## Text
Dead radio batteries did Chhattisgarh police in
On record, Maoist guerrillas ambushed them. But the 12 Chhattisgarh policemen who died in Friday’s rebel attack might have paid for a five-day power cut that prevented them from charging their radio batteries.india Updated: Aug 21, 2011 00:46 IST
On record, Maoist guerrillas ambushed them. But the 12 Chhattisgarh policemen who died in Friday’s rebel attack might have paid for a five-day power cut that prevented them from charging their radio batteries.
Policemen patrolling rebel zones in Bhadrakali area of the state’s Bijapur district have been moving about with dead wireless sets because of a power failure since Monday night. Consequently, they have neither been able to communicate among themselves nor with their headquarters.
The rebels are learnt to have taken advantage of the ‘link failure’ and ambushed two police patrols almost simultaneously near Metracheru, 400 km south of state capital Raipur. The first attack was thwarted, but 10 policemen died in the second attack 3 km from Bhadrakali.
Two more succumbed to their injuries on Saturday morning, taking the toll to 12.
“Police stations and our men in the field are finding it hard to keep in touch with each other because of a prolonged power cut for the last five-six days,” said a Bhadrakali-based policeman. “We came to know about the ambush and the casualties only after some policemen escaped from the ambush site and reached Bhadrakali police station.”
“The area frequently sees long power cuts, which leads to immense problem in communication,” Bijapur superintendent of police Rajendra Narayan Das told HT. “But this is just one of the many problems faced by the forces deployed in the remote and far-flung terrain.”
The other factors include inability to operate helicopters due to inclement weather. “The injured could not be airlifted from Bhadrakali to Jagdalpur hospital until 11 am today (Saturday),” said Das.
The Opposition Congress party, meanwhile, blamed the Raman Singh government for not strengthening the intelligence set-up. “The attack once again showed the Maoists had better intelligence network that provides easy information about the movement of the police force,” said former chief minister Ajit Jogi.

## Data excerpts
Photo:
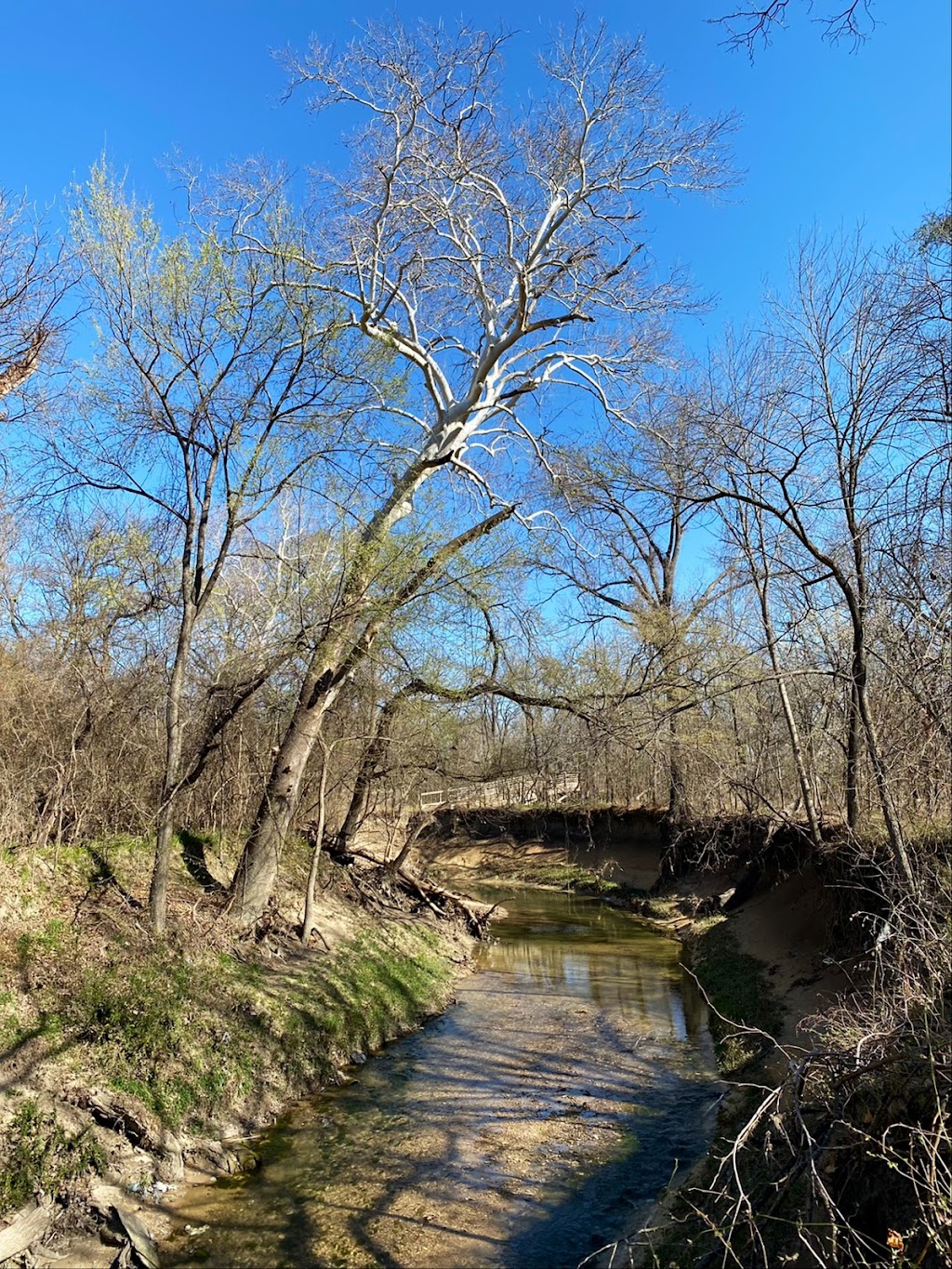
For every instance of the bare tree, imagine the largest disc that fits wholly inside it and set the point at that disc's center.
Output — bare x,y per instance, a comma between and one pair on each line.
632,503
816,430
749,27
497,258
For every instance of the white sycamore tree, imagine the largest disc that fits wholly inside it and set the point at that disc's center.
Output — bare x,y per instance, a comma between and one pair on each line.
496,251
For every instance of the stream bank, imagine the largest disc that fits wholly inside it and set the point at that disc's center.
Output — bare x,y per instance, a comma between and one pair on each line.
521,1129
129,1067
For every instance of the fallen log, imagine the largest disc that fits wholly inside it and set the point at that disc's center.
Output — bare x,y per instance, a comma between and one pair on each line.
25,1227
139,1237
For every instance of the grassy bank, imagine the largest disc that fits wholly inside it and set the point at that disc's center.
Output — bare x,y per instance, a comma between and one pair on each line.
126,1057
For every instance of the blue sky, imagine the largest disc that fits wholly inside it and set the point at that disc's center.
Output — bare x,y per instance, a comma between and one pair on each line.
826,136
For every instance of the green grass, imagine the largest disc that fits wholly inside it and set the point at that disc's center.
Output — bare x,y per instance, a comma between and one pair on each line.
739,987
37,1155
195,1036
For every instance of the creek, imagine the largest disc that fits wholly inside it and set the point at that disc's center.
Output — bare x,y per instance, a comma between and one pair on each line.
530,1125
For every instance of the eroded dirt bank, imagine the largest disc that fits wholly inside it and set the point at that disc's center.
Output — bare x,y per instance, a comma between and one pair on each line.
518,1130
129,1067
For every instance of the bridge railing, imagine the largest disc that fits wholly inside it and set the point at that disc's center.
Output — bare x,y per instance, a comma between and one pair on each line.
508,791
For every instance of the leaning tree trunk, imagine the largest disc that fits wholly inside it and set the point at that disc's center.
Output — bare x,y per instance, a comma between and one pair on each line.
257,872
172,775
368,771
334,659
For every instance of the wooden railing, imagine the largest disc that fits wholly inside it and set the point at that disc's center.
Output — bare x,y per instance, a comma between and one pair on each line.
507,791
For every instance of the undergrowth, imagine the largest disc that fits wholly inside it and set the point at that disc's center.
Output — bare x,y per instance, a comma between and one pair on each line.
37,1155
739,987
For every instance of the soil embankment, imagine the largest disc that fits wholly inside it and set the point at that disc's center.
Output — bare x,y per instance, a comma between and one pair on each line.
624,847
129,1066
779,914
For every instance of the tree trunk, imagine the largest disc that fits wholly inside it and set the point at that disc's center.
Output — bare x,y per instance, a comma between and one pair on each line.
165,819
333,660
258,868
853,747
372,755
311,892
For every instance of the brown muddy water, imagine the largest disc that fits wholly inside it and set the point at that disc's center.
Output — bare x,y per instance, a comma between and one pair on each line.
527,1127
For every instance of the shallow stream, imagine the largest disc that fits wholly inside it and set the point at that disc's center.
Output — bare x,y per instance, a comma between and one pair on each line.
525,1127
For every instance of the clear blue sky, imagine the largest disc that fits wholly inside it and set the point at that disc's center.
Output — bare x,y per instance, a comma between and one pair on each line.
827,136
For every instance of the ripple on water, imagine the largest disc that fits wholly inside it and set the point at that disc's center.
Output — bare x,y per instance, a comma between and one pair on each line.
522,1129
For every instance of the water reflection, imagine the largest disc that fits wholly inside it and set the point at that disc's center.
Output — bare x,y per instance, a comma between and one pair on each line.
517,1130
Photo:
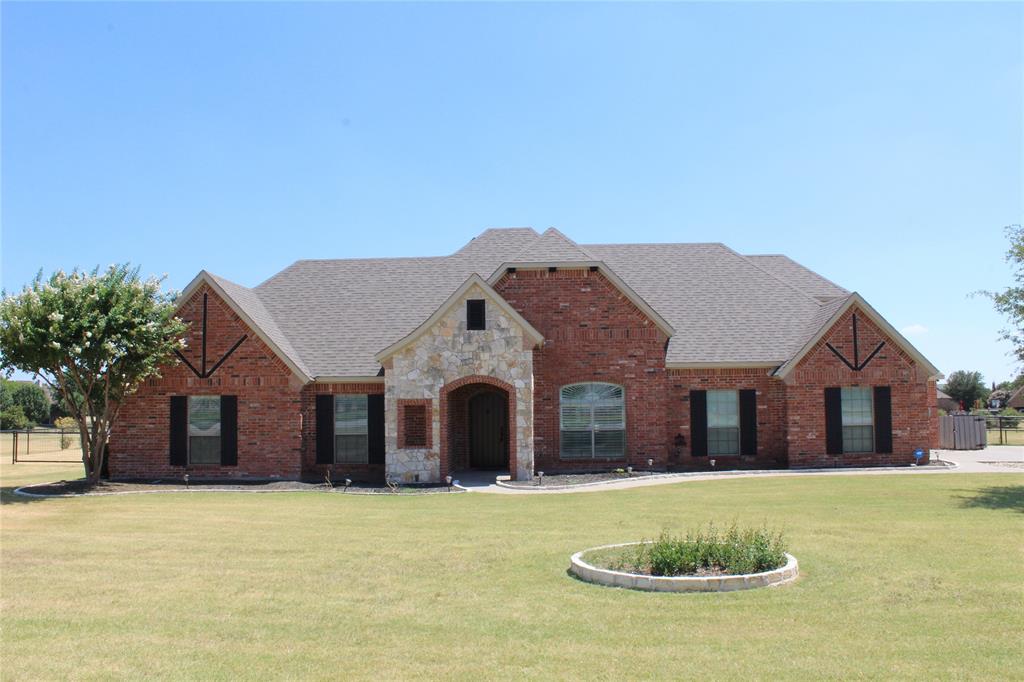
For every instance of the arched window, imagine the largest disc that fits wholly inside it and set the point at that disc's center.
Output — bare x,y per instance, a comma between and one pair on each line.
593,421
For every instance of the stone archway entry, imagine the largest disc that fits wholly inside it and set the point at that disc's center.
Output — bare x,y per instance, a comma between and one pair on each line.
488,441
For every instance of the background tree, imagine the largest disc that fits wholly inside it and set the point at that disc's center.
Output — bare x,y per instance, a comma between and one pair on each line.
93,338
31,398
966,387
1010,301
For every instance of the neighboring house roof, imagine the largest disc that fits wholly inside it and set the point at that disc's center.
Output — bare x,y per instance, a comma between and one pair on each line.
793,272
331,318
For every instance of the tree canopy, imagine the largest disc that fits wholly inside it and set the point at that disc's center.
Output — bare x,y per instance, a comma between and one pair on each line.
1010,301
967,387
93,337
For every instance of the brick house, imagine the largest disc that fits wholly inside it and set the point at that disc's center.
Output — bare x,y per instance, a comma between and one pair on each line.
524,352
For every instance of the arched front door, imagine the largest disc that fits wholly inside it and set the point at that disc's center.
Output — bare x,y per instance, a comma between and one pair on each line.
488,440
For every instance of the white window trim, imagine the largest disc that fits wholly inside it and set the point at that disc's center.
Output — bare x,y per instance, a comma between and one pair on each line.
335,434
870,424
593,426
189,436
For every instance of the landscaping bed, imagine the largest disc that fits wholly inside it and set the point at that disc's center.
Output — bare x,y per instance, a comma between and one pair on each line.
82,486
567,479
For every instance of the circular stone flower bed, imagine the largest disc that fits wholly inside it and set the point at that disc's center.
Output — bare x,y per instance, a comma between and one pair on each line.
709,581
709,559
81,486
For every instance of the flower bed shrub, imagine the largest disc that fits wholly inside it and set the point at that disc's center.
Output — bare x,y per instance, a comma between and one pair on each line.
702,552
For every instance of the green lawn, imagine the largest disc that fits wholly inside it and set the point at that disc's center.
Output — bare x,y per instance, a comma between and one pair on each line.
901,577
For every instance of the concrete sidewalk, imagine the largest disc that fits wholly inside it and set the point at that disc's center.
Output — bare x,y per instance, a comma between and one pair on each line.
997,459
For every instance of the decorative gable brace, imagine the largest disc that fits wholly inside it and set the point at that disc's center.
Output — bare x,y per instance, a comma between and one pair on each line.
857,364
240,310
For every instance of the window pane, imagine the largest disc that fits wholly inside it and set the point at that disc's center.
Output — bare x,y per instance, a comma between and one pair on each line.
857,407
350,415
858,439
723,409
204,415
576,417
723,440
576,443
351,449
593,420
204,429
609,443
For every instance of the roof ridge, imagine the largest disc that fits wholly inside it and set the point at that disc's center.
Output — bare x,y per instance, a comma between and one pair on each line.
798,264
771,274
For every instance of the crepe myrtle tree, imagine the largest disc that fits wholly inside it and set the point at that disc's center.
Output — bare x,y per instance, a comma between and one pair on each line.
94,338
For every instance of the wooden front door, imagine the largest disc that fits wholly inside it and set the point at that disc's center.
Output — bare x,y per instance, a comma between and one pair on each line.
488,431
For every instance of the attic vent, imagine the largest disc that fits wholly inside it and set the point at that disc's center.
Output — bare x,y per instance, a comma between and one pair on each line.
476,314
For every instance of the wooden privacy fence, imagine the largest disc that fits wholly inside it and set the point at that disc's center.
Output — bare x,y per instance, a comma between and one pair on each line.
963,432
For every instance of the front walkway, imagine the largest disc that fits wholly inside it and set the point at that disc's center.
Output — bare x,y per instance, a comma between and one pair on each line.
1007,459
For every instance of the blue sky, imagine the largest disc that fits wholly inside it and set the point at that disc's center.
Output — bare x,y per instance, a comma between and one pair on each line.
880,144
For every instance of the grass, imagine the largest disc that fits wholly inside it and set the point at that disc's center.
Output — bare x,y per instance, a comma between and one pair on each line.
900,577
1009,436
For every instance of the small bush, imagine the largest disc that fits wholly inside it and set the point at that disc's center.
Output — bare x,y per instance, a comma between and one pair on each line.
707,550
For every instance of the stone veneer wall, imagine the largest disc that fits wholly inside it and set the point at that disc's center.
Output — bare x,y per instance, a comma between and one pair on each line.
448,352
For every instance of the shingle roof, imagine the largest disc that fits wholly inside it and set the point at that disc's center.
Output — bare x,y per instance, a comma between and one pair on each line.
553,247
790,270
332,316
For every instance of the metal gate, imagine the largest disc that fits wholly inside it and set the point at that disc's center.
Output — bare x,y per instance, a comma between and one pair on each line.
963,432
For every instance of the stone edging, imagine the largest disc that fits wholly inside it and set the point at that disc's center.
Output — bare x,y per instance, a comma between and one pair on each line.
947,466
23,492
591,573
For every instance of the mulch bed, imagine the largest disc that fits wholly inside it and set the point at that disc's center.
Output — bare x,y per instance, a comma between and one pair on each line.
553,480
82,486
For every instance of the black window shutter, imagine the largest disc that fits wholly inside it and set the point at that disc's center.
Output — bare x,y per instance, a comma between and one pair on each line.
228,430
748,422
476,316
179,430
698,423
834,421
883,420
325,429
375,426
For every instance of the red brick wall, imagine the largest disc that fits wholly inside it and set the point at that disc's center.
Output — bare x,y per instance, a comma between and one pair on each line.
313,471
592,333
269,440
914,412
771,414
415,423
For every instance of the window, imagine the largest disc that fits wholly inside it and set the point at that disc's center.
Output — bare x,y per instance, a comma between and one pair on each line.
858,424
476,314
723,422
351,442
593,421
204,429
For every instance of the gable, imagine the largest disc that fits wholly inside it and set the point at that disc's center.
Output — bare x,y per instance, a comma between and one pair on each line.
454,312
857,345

## Exercise description
Please reproduce, word for word, the part of the police ambush report that opens with the words containing "The rebels are" and closes with "km from Bhadrakali.". None of the rows are needed here.

## Solved exercise
The rebels are learnt to have taken advantage of the ‘link failure’ and ambushed two police patrols almost simultaneously near Metracheru, 400 km south of state capital Raipur. The first attack was thwarted, but 10 policemen died in the second attack 3 km from Bhadrakali.